▶ _Assignment_:
From the text on bacterial population genomics, quote the part between "Serum resistant and serum sensitive strains possessed" and "serum sensitive strains.", inclusive.

▶ _Excerpted text_:
....

Population genomics of bacterial pathogens:
Our work in comparative genomics focuses on how different strains of the same species of bacteria are phylogenetically related. How the population is structured based on the entire genomes can help inform researchers on how pathogenesis traits evolve. For example, in previous work we examined Moraxella catarrhalis, focusing genome sequences from 12 clinical isolates. The genome-based phylogenetic tree illustrated a ‘star-like’ pattern, indicating the population of M. catarrhalis was not separating into different clades, i.e. each genome was equally different from any other genome. However, all strains previously analyzed were resistant to killing in the presence of human serum. In our most recent publication we sequenced 22 new strains, 18 of which were sensitive to human serum. These new strains showed that M. catarrhalis can be broken into two distinct phylogenetic lineages correlating with their resistance to human serum. 4 strains previously thought to be M. catarrhalis were shown to differ by greater than 10% average nucleotide identity from the other M. catarrhalis strains, indicative of being a completely separate species.
Using the phylogenetic structure of these genomes, we used an algorithm called chromosome painting and were able to identify locations in the genome which showed evidence of recombination between lineages. These are regions which have a different pattern of phylogenetic relatedness, disagreeing with the overall phylogenetic pattern of the whole genome sequences.
The region of the genome with the highest recombination rate was at an amidotransferase subunit encoding gene, part of the translation apparatus. But remarkably, this gene was frequently flanked by an inserted beta-lactamase gene (providing antibiotic resistance), which had arrived by horizontal gene transfer.
Serum resistant and serum sensitive strains possessed this gene, and an examination of the phylogenetic tree based only on this region showed a very different lineage than observed with the whole genome data. This provided evidence that this gene, and the flanking regions were involved in HGT event(s) between and among the serum resistant and serum sensitive strains.

....

▶ _Data segment_:
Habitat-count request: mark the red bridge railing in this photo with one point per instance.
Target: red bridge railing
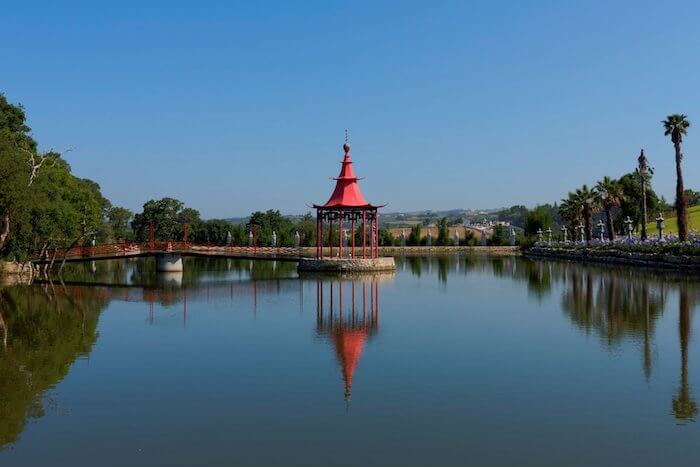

....

▶ _Task answer_:
Serum resistant and serum sensitive strains possessed this gene, and an examination of the phylogenetic tree based only on this region showed a very different lineage than observed with the whole genome data. This provided evidence that this gene, and the flanking regions were involved in HGT event(s) between and among the serum resistant and serum sensitive strains.